### What you are asked to do
Search the lines of the records for the word "tight", and copy every line that has it.

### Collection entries
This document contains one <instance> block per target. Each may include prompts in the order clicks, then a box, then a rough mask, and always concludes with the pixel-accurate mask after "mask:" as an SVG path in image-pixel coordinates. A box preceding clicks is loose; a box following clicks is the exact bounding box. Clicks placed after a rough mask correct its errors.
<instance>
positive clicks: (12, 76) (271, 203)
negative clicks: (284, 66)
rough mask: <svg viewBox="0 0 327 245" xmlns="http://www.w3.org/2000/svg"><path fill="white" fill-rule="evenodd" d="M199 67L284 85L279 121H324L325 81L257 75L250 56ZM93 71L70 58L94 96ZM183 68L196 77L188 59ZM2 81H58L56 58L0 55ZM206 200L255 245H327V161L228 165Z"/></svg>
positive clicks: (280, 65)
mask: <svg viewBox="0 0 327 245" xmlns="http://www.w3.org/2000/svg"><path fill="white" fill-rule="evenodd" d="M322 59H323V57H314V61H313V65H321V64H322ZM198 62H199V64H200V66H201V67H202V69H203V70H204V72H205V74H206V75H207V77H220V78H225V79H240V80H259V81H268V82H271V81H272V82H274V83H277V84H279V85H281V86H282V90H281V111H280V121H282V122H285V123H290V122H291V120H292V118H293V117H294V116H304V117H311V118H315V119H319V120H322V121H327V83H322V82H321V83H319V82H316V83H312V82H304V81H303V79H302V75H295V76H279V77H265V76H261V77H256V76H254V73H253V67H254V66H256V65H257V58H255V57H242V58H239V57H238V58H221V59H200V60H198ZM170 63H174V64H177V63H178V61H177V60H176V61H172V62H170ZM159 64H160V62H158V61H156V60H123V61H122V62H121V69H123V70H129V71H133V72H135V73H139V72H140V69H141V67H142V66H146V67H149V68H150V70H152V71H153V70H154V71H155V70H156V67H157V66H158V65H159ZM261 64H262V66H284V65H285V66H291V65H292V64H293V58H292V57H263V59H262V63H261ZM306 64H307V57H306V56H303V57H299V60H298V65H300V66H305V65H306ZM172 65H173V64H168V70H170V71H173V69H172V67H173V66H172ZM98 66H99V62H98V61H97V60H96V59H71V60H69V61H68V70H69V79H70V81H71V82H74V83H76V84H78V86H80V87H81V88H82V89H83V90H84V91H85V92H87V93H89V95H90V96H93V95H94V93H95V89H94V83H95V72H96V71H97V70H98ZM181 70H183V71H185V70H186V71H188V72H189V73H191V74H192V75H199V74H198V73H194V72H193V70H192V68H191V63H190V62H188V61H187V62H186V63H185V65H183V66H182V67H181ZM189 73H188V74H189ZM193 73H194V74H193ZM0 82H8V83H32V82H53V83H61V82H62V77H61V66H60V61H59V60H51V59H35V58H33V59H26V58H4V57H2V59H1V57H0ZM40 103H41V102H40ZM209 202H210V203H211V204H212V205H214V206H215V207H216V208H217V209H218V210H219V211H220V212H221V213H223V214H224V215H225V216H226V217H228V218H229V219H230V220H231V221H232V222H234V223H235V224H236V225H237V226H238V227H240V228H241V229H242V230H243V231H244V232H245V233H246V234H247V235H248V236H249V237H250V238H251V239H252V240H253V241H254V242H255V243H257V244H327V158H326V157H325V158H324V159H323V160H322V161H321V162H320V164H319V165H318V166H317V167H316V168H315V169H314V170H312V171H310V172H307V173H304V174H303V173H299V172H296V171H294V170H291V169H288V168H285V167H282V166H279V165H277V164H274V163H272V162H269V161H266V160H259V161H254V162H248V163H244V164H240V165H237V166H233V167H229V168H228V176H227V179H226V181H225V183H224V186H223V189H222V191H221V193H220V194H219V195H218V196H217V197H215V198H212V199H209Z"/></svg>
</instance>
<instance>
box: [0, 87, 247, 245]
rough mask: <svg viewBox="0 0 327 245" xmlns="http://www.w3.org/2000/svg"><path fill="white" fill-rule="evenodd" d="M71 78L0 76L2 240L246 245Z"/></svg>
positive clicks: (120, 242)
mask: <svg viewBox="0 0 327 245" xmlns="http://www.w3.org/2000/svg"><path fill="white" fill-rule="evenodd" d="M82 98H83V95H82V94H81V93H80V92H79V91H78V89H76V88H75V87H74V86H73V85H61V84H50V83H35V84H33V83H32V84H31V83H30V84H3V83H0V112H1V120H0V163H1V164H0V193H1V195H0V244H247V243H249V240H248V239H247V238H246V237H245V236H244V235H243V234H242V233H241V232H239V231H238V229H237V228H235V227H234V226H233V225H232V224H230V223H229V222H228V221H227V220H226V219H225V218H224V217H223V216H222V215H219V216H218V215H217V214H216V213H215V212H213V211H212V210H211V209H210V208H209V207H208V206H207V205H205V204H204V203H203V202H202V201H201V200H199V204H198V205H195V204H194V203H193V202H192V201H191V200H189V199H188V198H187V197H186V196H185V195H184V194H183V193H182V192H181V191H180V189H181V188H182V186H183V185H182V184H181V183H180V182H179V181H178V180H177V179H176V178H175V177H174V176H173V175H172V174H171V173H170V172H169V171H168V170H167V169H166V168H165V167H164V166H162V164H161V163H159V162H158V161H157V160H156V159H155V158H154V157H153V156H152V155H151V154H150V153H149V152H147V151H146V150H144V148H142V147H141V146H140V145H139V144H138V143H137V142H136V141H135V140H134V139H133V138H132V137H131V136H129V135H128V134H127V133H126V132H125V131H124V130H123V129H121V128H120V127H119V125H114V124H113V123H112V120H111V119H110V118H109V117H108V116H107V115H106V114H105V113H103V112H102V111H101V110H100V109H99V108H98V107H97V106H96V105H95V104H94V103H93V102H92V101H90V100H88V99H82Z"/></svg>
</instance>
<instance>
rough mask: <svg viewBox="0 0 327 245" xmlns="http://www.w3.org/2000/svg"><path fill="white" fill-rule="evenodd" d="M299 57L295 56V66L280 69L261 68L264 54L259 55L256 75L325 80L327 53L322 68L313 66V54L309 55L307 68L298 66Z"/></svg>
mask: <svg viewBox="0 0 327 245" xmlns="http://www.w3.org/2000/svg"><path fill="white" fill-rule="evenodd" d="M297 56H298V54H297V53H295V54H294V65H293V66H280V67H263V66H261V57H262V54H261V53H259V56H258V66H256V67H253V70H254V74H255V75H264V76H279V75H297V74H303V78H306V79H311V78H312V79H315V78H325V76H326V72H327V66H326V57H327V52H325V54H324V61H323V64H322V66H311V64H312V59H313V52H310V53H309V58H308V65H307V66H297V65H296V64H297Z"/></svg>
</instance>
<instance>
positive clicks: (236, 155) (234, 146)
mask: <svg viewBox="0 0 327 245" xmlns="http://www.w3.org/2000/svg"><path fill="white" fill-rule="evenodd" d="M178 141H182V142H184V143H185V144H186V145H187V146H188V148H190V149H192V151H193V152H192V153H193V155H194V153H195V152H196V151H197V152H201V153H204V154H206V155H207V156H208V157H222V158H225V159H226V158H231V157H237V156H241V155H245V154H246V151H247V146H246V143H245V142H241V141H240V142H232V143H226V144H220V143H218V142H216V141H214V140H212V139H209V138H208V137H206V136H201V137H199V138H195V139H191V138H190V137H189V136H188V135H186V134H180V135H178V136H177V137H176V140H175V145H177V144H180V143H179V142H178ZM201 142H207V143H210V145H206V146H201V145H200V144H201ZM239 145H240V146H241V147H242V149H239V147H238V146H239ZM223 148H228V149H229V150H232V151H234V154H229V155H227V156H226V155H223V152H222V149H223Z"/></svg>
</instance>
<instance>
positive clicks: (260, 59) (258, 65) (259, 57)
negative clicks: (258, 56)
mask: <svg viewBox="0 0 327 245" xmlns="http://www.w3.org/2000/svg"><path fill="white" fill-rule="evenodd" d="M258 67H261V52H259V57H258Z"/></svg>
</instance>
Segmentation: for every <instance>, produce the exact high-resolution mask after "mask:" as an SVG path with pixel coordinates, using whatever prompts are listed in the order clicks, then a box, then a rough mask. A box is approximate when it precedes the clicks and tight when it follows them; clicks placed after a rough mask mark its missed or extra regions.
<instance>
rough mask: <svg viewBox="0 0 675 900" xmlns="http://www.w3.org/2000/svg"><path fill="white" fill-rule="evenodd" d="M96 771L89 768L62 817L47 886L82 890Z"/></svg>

--

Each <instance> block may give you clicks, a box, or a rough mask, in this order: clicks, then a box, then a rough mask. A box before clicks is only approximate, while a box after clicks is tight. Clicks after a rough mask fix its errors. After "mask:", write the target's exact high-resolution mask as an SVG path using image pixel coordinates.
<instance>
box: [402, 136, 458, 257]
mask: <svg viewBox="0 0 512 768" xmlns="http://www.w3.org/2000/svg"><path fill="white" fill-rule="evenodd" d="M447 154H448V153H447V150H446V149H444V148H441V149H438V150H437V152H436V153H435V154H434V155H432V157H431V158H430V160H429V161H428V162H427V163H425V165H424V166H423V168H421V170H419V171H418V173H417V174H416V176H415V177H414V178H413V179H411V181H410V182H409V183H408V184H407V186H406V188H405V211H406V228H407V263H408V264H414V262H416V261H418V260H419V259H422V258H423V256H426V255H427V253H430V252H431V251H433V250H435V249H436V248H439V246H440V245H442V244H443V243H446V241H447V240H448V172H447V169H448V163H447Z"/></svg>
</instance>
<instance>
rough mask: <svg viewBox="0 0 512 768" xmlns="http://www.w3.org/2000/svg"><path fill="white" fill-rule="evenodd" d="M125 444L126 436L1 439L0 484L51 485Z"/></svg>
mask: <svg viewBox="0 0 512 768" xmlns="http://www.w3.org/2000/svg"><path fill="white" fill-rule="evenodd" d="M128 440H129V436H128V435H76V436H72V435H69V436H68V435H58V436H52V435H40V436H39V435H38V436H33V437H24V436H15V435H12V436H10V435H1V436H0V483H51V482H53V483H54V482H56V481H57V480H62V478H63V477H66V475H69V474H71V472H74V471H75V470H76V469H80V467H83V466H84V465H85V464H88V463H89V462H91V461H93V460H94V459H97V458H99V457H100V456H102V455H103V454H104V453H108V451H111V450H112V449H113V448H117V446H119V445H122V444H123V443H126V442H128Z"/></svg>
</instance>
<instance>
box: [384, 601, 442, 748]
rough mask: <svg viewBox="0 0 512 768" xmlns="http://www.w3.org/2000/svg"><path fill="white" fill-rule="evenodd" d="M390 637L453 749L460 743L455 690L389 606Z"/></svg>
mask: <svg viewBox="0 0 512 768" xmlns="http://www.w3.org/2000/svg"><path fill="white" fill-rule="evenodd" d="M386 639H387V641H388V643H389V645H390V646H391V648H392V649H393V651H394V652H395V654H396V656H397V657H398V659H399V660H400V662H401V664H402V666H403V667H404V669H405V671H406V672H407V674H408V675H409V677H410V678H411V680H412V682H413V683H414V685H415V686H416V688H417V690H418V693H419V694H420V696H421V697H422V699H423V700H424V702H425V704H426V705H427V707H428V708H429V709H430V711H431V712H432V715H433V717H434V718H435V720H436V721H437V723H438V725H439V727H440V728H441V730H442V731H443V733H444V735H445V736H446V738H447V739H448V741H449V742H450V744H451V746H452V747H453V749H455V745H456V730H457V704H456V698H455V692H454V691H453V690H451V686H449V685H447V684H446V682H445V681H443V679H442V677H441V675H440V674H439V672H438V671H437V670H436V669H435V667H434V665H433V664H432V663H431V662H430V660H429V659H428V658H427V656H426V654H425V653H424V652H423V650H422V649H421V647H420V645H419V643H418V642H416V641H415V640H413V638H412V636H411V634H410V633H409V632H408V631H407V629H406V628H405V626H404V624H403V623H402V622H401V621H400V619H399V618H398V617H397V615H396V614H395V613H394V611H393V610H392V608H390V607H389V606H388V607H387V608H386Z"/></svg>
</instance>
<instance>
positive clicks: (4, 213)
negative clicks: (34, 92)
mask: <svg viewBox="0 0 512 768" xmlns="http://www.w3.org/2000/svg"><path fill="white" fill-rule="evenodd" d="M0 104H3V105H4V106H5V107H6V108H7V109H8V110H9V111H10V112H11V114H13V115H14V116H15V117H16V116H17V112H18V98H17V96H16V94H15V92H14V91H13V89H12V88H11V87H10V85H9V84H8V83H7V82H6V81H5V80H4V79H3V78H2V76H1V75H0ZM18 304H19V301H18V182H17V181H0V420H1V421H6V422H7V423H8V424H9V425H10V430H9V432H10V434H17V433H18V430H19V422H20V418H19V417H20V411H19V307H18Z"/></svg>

### Response to the task
Segmentation: for every <instance>, produce the exact high-resolution mask after "mask:" as an SVG path with pixel coordinates, using whatever prompts are listed in the order clicks, then a box, then a rough mask. A box is approximate when it precedes the clicks and tight when it follows them; clicks placed after a rough mask mark its missed or extra regions.
Each <instance> block may give you clicks, a box, or a rough mask, in this order: clicks, then a box, then a rough mask. A box before clicks is only approximate, while a box after clicks is tight. Clicks after a rough mask fix its errors. After "mask:", write the target's exact high-resolution mask as an SVG path using image pixel coordinates.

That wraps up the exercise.